ФРАГМЕНТ ТЕКСТА ▸
......
Автор-исполнитель Игорь Николаев, написавший десятки популярных песен и отмечающий 17 января 60-летие, в интервью АиФ.ru рассказал о том, какой новогодний подарок для него «приготовил» Путин, зачем он летает в Майами и какие факторы влияют на написание песен, а также о том, что петь стал от большой нужды, и о том, что они делали во время совместных поездок в «Африку» с Аллой Пугачёвой, Владимиром Кузьминым и Александром Кальяновым.
Владимир Полупанов, АиФ.ru: Игорь, перед Новым годом тебе присвоили звание народного артиста. Это для тебя что-то значит?
Игорь Николаев: В моём Instagram много похожих комментариев от разных людей. «Как?! — удивляются люди. — Мы думали, вам уже лет 20 назад дали звание народного». Меня даже на концертах в Кремлевском дворце ведущие несколько раз объявляли: «Народный артист России Игорь Николаев». «Зачем? — возмущался я. — Могли уточнить хотя бы». Когда в 60 его присваивают, это случай скорее курьёзный. Хотя всё равно безумно приятно. Документы подают многие, но не всем присваивают. Для меня это знак внимания человека, который подписал этот указ. Артисты между собой иногда делятся воспоминаниями о том, при каком главе государства получали звания: кто-то — при Ельцине, кто-то — при Горбачёве. А я очень доволен, что при Путине.
Обычно не беру трубку, когда звонят с неизвестных номеров. Накануне Нового года прямо в аэропорту зазвонил телефон, и высветился неизвестный номер. Попросил водителя: «Спроси: „Кто?“» Он мне говорит: «Министр культуры». Я взял телефон, правда, оказался Мединский, который меня поздравил и зачитал указ. «Отличный новогодний подарок, большое спасибо», — сказал я. Приятно осознавать, что на весь остров Сахалин, откуда я родом, я единственный народный артист. Теперь и на малой родине перестанут спрашивать, почему я до сих пор не народный.
......
Данные разметки расположения объектов:
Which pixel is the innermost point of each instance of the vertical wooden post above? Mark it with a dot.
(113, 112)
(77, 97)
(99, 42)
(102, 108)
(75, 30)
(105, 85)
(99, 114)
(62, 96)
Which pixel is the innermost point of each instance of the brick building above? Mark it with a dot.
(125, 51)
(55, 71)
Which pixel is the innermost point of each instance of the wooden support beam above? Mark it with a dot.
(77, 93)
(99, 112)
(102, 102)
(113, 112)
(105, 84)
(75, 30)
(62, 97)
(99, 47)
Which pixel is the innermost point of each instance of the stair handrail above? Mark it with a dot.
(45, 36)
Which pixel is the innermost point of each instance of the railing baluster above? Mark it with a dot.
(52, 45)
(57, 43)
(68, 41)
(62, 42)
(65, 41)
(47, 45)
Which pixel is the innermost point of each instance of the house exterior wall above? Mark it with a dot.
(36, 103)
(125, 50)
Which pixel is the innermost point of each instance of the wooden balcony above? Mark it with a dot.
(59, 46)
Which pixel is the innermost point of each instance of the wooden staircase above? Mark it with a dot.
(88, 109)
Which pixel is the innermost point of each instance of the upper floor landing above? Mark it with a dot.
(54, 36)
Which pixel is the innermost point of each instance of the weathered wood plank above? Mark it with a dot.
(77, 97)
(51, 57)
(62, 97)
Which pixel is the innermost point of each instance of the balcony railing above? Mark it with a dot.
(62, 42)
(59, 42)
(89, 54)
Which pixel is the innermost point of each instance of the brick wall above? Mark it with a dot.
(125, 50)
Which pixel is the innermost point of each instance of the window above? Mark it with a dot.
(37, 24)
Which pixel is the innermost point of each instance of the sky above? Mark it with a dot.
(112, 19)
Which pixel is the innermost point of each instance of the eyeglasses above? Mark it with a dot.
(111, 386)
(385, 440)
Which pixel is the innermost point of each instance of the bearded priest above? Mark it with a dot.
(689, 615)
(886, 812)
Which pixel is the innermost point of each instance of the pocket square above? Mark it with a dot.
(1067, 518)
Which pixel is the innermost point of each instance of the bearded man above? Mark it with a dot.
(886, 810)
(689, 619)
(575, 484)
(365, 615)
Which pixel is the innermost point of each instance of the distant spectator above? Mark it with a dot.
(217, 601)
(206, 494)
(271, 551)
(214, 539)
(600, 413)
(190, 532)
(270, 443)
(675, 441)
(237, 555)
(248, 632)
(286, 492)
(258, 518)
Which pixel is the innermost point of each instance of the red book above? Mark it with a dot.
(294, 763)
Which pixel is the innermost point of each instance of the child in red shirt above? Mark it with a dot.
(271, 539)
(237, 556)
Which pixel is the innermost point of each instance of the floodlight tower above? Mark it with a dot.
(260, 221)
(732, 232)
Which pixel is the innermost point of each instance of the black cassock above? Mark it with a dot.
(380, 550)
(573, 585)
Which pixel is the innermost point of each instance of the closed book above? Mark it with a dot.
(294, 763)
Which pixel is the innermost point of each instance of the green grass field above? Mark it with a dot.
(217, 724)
......
УСЛОВИЕ ЗАДАНИЯ ▸
Воспроизведите интервью целиком, ничего в нём не меняя. Приведённые строки никак не связаны с интервью.

ВЫПОЛНЕННОЕ ЗАДАНИЕ ▸
Автор-исполнитель Игорь Николаев, написавший десятки популярных песен и отмечающий 17 января 60-летие, в интервью АиФ.ru рассказал о том, какой новогодний подарок для него «приготовил» Путин, зачем он летает в Майами и какие факторы влияют на написание песен, а также о том, что петь стал от большой нужды, и о том, что они делали во время совместных поездок в «Африку» с Аллой Пугачёвой, Владимиром Кузьминым и Александром Кальяновым.
Владимир Полупанов, АиФ.ru: Игорь, перед Новым годом тебе присвоили звание народного артиста. Это для тебя что-то значит?
Игорь Николаев: В моём Instagram много похожих комментариев от разных людей. «Как?! — удивляются люди. — Мы думали, вам уже лет 20 назад дали звание народного». Меня даже на концертах в Кремлевском дворце ведущие несколько раз объявляли: «Народный артист России Игорь Николаев». «Зачем? — возмущался я. — Могли уточнить хотя бы». Когда в 60 его присваивают, это случай скорее курьёзный. Хотя всё равно безумно приятно. Документы подают многие, но не всем присваивают. Для меня это знак внимания человека, который подписал этот указ. Артисты между собой иногда делятся воспоминаниями о том, при каком главе государства получали звания: кто-то — при Ельцине, кто-то — при Горбачёве. А я очень доволен, что при Путине.
Обычно не беру трубку, когда звонят с неизвестных номеров. Накануне Нового года прямо в аэропорту зазвонил телефон, и высветился неизвестный номер. Попросил водителя: «Спроси: „Кто?“» Он мне говорит: «Министр культуры». Я взял телефон, правда, оказался Мединский, который меня поздравил и зачитал указ. «Отличный новогодний подарок, большое спасибо», — сказал я. Приятно осознавать, что на весь остров Сахалин, откуда я родом, я единственный народный артист. Теперь и на малой родине перестанут спрашивать, почему я до сих пор не народный.